- **TASK TO CARRY OUT**: Count the lines below that contain the string "stem", treating case as significant. Give only the number.

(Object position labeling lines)
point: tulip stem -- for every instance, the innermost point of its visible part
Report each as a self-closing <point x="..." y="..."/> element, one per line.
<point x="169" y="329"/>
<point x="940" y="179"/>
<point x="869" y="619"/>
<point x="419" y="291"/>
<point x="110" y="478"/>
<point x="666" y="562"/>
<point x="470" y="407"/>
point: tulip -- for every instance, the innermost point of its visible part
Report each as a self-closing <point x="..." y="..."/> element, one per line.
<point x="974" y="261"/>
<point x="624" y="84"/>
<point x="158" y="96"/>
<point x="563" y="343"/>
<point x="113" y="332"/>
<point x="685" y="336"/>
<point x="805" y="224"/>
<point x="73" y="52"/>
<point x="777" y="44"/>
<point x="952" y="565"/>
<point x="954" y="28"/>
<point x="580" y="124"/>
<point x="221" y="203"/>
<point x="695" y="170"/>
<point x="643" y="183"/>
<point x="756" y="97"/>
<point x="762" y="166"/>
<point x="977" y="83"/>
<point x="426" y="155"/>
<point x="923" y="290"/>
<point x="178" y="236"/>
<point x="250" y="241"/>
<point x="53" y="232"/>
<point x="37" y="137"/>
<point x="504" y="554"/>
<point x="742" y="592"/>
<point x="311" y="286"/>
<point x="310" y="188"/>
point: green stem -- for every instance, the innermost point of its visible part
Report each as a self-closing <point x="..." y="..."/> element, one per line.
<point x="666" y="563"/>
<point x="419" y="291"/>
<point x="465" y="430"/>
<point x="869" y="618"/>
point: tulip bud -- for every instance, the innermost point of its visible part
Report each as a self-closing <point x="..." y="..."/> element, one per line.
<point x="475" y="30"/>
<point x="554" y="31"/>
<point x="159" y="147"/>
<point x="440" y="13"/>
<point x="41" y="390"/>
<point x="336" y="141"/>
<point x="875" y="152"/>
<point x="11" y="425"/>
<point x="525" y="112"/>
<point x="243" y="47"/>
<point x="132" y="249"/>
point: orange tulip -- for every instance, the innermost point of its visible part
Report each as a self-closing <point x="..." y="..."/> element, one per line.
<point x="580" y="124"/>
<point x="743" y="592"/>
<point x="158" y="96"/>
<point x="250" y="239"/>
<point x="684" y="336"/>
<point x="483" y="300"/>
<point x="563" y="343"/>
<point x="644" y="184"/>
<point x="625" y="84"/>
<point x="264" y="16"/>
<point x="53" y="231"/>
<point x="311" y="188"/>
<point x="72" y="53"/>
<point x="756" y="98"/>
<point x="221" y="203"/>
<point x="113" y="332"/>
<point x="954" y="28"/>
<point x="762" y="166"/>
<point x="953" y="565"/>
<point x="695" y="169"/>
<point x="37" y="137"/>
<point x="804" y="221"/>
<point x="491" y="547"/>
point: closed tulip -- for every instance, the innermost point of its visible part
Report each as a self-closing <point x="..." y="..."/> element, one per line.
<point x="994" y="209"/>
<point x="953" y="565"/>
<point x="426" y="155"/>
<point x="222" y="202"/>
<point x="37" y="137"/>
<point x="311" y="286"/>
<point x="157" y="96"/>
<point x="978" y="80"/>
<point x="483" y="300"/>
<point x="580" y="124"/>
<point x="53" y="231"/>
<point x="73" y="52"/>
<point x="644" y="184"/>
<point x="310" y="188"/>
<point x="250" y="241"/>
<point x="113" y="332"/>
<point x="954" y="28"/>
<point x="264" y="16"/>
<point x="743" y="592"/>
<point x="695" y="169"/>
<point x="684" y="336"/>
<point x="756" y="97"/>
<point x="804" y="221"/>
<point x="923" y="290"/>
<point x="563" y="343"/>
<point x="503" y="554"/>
==
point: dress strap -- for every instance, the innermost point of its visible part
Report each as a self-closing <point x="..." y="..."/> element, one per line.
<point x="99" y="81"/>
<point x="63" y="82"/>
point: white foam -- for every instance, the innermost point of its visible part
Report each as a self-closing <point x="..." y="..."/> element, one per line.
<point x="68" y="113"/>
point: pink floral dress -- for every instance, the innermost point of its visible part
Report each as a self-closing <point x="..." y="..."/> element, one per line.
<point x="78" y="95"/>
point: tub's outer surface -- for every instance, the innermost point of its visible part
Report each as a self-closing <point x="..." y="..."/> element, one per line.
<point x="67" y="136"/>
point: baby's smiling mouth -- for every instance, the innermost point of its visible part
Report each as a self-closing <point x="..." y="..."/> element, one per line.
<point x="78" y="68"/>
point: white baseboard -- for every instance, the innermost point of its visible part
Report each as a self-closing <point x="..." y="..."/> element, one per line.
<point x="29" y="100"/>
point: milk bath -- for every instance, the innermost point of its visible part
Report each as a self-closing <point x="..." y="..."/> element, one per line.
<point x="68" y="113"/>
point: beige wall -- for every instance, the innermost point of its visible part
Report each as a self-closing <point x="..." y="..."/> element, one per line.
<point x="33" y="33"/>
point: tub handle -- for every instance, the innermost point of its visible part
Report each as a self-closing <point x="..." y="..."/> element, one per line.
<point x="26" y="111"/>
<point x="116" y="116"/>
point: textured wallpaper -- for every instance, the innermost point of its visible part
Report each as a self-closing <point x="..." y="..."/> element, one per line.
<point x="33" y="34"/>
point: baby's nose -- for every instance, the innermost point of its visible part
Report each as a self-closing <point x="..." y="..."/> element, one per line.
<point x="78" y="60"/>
--
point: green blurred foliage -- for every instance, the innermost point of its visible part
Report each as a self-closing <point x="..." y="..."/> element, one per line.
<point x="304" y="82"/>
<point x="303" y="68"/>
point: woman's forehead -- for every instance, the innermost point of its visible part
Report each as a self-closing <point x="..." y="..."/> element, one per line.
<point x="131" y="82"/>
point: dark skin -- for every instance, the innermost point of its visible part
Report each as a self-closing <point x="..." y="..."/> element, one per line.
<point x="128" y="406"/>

- **COMPLETE ANSWER**: 2